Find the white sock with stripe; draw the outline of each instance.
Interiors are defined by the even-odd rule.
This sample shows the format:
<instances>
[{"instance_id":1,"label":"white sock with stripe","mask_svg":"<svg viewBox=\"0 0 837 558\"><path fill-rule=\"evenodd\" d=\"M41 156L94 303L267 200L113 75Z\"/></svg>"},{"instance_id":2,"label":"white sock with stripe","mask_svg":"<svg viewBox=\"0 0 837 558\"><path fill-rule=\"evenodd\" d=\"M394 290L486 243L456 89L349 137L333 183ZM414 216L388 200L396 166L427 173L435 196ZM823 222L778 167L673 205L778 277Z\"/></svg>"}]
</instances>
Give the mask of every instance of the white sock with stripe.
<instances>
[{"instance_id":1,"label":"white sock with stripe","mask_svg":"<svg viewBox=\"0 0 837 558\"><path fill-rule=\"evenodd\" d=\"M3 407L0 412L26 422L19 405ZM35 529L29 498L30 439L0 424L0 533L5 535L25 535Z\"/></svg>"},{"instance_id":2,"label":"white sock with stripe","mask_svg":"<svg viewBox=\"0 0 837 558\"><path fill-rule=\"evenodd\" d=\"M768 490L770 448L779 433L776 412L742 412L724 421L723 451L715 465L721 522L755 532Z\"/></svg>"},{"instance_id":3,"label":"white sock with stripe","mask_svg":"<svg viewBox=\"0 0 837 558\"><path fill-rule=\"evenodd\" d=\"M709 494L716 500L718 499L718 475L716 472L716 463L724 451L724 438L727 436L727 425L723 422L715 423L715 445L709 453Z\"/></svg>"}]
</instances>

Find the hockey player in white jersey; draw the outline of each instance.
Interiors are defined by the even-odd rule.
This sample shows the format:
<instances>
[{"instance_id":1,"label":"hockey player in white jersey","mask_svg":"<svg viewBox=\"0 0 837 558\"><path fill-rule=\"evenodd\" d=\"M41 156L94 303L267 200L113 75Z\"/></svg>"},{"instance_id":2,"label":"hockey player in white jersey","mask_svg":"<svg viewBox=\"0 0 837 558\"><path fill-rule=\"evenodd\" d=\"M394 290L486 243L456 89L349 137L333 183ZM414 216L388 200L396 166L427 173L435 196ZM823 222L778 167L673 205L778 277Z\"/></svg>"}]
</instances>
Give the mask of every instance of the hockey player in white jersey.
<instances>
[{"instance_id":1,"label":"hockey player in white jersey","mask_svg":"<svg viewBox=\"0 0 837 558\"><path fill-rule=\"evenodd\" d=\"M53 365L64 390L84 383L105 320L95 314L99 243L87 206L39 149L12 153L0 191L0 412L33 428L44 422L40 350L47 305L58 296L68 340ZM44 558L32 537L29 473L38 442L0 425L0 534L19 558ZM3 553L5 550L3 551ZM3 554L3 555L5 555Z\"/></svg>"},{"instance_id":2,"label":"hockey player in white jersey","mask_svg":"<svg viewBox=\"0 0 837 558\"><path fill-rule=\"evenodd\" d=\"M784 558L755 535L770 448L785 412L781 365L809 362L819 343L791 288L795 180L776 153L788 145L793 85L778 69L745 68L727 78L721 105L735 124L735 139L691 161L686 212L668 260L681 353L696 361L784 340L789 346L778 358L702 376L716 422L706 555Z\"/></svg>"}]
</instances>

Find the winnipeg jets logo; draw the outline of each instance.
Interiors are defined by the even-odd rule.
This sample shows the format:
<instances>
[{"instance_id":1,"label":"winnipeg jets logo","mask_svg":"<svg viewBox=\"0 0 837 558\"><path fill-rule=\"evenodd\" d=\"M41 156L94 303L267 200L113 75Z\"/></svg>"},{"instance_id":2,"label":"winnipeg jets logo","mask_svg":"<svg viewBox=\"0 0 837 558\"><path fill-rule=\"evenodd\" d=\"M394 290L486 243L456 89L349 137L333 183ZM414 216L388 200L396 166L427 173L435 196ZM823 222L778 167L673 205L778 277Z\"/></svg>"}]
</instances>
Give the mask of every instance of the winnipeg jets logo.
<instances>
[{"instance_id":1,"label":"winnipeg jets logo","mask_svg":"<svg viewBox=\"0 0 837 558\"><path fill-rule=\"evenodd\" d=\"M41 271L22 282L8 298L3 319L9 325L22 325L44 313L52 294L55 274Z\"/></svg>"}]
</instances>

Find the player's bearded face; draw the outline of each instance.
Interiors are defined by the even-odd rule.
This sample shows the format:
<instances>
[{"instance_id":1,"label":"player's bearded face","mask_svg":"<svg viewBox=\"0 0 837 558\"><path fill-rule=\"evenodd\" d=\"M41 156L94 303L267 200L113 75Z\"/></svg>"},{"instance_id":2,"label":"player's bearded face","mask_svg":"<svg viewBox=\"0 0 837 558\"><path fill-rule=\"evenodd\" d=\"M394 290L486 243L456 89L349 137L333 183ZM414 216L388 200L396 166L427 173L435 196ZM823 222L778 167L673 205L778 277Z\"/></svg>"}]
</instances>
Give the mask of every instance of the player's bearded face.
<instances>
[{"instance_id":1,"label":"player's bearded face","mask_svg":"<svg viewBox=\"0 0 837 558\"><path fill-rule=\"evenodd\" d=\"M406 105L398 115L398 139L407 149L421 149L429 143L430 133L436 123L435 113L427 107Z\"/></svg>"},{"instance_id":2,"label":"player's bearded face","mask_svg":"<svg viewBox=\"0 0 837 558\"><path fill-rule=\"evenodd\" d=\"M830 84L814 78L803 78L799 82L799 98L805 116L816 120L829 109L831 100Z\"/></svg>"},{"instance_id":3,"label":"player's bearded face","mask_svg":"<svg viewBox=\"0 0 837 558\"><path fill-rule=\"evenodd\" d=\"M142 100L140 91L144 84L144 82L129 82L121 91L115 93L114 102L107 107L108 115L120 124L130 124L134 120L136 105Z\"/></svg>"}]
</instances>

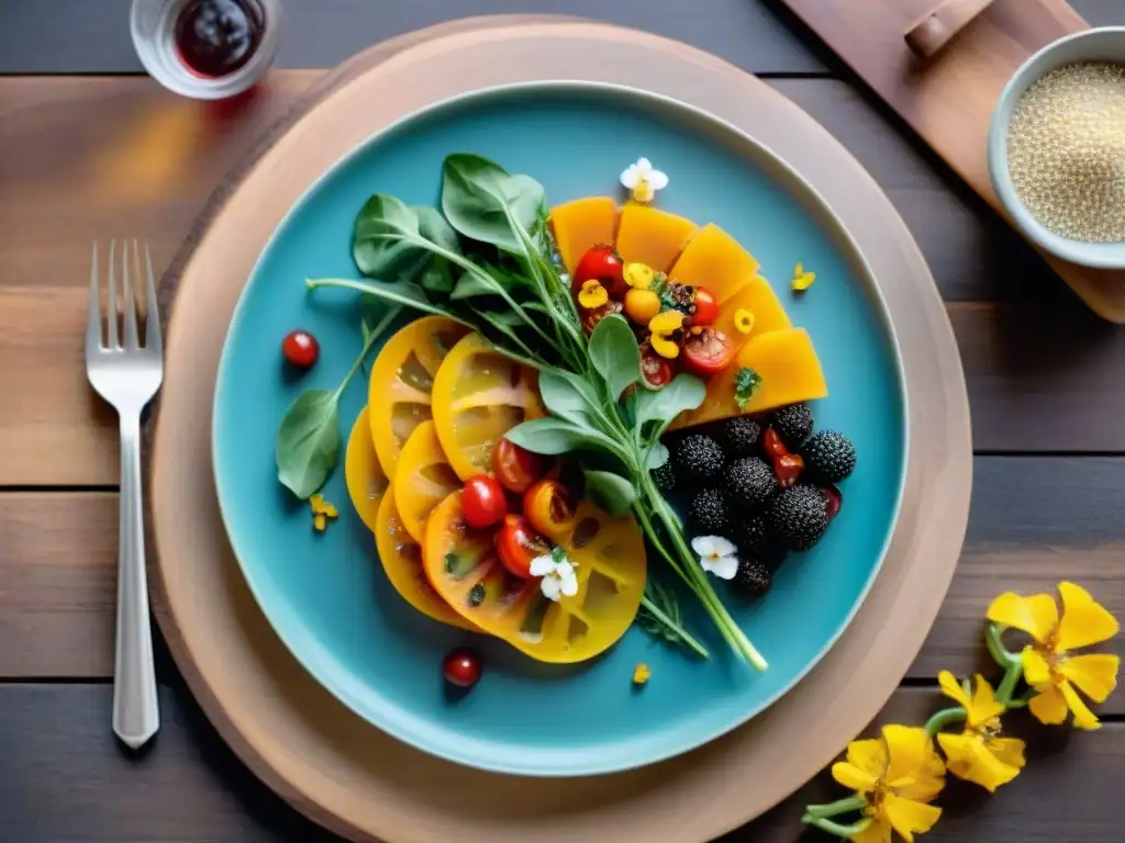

任务说明: 报告上方列表中所有包含字符串“Find”的行，并将这些行逐一完整抄出。

参考解答:
Find the white sock with stripe; draw the outline of each instance.
Find the hockey player in white jersey; draw the outline of each instance.
Find the winnipeg jets logo; draw the outline of each instance.
Find the player's bearded face; draw the outline of each instance.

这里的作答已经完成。